_Passage to read_

§ §

# Do I need an LED controller?



## Joe Turner (21 Sep 2015)

I'm running a TMC GroBeam 600 on around 60 litres of water, without a controller. Pressurised CO2 injection, liquid fertilisers and JBL Plant Soil. 

The tank is a couple of days old, but I'm aware I'm running the light at 100%, around 10 cm from the water surface. 

Plants include:

HC 'Cuba'
Monte Carlo
Didiplis diandra 

amongst others...

I have read about the TMC LED Dimmer, on a separate thread. 

Can I use this on my GroBeam? Is it necessary, even with 50% water changes every day for the first week to ten days?

Thanks in advance


----------



## RossMartin (21 Sep 2015)

I would use a dimmer, I imagine that you wouldn't want it running at any higher than 50% to start with.


Sent from my iPhone using Tapatalk


----------



## ian_m (22 Sep 2015)

woooo. Very bright light, I would run at 10-20% for 4-5 hours at first month or two until tank is fully cycled. At 100% you will vaporise the plants to mush providing algae with plentiful food.

So start low and short to give things a chance to settle down. Then slowly increase brightness and time.


----------



## Joe Turner (22 Sep 2015)

ian_m said:


> woooo. Very bright light, I would run at 10-20% for 4-5 hours at first month or two until tank is fully cycled. At 100% you will vaporise the plants to mush providing algae with plentiful food.
> 
> So start low and short to give things a chance to settle down. Then slowly increase brightness and time.



I thought as much... Do you know if the TMC LED Dimmer is compatible with my GroBeam, or do I have to fork out extra for a controller?

Thanks


----------



## pepedopolous (22 Sep 2015)

Joe Turner said:


> I thought as much... Do you know if the TMC LED Dimmer is compatible with my GroBeam, or do I have to fork out extra for a controller?
> 
> Thanks


I think that for the GroBeams you need the controller (Aquaray Control). It adds to the cost but you will have lots of algae/unhealthy plants otherwise...

P


----------



## Edvet (22 Sep 2015)

pepedopolous said:


> algae/unhealthy plants otherwise


healthy algea though


----------

§ §

[Coordinate labeling data]
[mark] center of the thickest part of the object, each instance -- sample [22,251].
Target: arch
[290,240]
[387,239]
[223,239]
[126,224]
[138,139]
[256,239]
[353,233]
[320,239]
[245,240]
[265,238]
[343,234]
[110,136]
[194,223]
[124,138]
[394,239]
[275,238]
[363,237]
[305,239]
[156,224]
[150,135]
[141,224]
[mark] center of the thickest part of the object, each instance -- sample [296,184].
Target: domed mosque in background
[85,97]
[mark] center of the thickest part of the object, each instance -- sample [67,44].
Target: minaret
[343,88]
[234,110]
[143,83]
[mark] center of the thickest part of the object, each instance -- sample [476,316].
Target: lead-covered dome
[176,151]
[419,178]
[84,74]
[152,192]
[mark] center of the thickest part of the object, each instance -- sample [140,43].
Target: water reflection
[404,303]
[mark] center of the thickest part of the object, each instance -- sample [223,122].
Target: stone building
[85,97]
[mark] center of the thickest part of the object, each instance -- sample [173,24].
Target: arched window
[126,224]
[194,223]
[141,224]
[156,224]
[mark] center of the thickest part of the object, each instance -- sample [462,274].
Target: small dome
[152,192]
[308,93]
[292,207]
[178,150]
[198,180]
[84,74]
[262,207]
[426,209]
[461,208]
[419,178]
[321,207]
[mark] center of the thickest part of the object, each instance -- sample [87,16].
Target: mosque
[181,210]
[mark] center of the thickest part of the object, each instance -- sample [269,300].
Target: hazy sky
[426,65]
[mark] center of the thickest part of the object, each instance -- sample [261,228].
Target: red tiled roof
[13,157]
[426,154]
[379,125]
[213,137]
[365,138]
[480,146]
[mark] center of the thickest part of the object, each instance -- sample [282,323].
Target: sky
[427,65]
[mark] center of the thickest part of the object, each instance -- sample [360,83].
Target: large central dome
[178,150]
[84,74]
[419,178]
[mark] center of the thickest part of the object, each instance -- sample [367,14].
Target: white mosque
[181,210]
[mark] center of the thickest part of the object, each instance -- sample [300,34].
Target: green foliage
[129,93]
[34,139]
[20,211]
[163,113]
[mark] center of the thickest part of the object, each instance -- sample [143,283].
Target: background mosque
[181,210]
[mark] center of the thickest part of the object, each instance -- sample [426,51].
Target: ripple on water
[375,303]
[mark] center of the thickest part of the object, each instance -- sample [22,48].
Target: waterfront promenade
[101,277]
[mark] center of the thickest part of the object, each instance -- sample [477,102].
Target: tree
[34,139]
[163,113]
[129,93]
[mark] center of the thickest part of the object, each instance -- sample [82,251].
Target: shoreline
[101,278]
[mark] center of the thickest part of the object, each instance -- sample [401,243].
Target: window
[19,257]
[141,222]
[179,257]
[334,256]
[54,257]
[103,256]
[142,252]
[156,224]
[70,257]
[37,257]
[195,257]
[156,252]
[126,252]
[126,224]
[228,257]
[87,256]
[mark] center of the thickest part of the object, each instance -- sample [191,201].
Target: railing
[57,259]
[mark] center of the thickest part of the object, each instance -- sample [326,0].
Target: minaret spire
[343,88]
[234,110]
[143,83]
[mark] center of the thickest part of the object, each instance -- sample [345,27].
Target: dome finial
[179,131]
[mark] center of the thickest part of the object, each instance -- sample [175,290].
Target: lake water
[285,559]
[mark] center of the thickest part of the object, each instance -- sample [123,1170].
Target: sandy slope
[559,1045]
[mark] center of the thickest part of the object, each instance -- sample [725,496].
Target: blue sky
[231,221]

§ §

_Set tasks_
a) From the forum thread about LED controllers, extract the text between "# Do I need" and "JBL Plant Soil.", inclusive.
b) In the forum thread about LED controllers, how far above the water surface is Joe Turner's light running?

_Completed exercise_
a)
# Do I need an LED controller?



## Joe Turner (21 Sep 2015)

I'm running a TMC GroBeam 600 on around 60 litres of water, without a controller. Pressurised CO2 injection, liquid fertilisers and JBL Plant Soil.

b) Around 10 cm.